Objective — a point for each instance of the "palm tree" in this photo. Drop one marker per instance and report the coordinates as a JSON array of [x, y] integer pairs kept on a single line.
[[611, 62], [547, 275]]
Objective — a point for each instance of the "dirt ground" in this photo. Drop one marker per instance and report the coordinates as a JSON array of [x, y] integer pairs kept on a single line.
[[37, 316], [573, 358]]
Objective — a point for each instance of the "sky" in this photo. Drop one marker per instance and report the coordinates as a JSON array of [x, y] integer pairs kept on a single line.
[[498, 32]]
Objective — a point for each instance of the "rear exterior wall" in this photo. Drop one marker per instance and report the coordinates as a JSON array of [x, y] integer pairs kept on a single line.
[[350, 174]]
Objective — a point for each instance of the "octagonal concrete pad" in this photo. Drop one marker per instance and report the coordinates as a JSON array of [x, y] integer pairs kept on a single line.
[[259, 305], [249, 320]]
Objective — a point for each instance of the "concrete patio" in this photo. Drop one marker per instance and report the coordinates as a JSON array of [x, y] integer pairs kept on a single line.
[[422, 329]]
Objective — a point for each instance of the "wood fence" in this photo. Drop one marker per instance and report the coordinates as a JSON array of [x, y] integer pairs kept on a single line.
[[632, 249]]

- Task details
Each entry needs to be given again exactly as it stands.

- Problem solution
Objective — a point for each instance of the "palm tree" in this photo. Drop one marker per instance and report the coordinates as a JSON array of [x, y] integer pairs kept on a single line.
[[611, 62], [547, 275]]
Objective — a point for each instance of the "dirt ground" in this photo. Drop one marker per instance and report the coordinates as a JSON array of [x, y] integer pairs kept on a single line.
[[37, 316], [573, 358]]
Objective — a point for each instance of the "sky" in this photo. Drop one marker per instance and report the coordinates as a JSON array of [x, y] integer pairs kept on a single line.
[[498, 32]]
Objective — a point for each instance of the "rear exterior wall" in this photo. Drop one marker per instance and report the coordinates as a JSON array of [x, y] integer pairs kept on a single line.
[[350, 174]]
Objective — a point for each instance of the "octagonal concrete pad" in this photo. Drop one marker per instance and report the coordinates as a JSON array of [x, y] integer pairs kept on a single line.
[[259, 305], [249, 320]]
Objective — a point for each instance of the "concrete patio" in this photo. Drop one marker per instance and report the coordinates as a JSON array of [x, y] integer pairs kept on a single line.
[[422, 329]]
Objective — a point for each instance of the "wood fence" in this photo. Drop one marker per instance and report the coordinates as a JSON array of [x, y] integer pairs kept on a single line.
[[632, 249]]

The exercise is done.